— BEGIN Data for the task —

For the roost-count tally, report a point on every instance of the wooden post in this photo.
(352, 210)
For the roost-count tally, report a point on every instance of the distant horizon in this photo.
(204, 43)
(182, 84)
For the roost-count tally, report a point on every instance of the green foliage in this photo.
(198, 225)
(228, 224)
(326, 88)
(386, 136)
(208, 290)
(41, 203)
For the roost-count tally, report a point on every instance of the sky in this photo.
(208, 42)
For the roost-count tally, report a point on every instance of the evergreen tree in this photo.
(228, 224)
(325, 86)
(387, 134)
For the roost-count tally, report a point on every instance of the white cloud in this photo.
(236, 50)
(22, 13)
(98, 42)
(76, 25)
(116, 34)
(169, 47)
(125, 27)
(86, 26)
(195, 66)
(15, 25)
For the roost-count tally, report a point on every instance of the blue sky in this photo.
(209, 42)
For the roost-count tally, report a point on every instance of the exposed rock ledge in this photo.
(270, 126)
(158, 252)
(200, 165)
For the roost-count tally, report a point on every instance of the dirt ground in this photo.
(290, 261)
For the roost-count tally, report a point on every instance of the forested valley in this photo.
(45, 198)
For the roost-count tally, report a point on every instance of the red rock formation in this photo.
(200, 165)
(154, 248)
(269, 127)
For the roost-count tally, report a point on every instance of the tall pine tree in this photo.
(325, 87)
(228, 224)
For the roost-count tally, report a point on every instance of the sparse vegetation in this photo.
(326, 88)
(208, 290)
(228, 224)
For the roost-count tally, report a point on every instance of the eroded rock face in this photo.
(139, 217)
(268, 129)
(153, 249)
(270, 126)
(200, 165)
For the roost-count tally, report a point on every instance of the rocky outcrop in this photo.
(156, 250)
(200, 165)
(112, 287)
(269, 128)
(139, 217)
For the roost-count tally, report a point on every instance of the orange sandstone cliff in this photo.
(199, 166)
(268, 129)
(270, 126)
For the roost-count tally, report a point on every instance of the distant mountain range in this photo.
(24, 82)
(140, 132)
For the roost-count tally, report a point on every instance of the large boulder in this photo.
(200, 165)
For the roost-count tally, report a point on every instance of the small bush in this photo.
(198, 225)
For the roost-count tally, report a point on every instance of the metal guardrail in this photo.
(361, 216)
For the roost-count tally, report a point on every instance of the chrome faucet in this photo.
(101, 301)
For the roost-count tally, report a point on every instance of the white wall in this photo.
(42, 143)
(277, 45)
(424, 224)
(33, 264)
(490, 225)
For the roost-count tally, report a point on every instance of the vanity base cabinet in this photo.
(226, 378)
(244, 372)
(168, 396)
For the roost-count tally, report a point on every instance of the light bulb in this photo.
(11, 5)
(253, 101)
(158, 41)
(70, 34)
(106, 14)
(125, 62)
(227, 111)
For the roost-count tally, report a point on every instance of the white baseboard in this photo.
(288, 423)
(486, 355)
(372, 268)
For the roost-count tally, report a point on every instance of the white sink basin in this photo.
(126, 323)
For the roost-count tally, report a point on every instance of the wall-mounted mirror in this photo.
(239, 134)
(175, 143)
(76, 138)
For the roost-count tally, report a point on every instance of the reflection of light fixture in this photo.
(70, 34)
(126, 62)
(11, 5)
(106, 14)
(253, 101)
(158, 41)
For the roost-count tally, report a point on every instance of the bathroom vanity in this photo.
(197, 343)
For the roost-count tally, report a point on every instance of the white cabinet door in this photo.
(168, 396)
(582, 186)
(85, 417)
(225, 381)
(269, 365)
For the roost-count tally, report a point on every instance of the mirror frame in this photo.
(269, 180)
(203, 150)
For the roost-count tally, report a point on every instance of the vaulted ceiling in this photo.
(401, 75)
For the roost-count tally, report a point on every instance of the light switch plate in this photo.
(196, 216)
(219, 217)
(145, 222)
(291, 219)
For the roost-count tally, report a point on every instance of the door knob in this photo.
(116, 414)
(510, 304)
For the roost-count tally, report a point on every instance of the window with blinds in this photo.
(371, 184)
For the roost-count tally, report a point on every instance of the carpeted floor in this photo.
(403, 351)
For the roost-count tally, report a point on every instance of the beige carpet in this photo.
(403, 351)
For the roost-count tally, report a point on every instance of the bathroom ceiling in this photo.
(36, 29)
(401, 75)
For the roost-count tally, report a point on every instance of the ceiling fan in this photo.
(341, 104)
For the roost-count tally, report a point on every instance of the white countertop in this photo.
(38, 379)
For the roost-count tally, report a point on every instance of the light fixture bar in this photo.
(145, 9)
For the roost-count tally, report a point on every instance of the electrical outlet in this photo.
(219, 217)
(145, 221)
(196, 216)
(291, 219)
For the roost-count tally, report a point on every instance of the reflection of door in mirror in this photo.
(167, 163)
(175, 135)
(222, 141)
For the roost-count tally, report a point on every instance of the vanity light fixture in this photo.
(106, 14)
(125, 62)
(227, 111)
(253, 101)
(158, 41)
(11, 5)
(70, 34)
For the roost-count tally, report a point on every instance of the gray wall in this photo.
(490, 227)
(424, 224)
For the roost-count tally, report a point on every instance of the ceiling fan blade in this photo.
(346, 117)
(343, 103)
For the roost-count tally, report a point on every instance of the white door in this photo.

— END Data for the task —

**Exercise directions:**
Your answer should consist only of the lines from the one with "countertop in this photo." through the end of the data above, reproduced exactly.

**Exercise answer:**
For the roost-count tally, report a point on every instance of the white countertop in this photo.
(38, 379)
For the roost-count tally, report a point on every instance of the light fixture bar in this photo.
(145, 9)
For the roost-count tally, report a point on every instance of the electrical outlet in this photo.
(219, 217)
(145, 221)
(196, 216)
(291, 219)
For the roost-count tally, report a point on every instance of the reflection of door in mirror in this photo.
(167, 163)
(175, 135)
(222, 141)
For the roost-count tally, report a point on every instance of the vanity light fixture in this photo.
(106, 14)
(125, 62)
(227, 111)
(253, 101)
(158, 41)
(11, 5)
(70, 34)
For the roost-count tally, report a point on every instance of the gray wall in this photo.
(490, 227)
(424, 224)
For the roost-count tally, report a point on every instance of the ceiling fan blade in this photo.
(346, 117)
(343, 103)
For the roost-count tally, report a point on every instance of the white door in this photo.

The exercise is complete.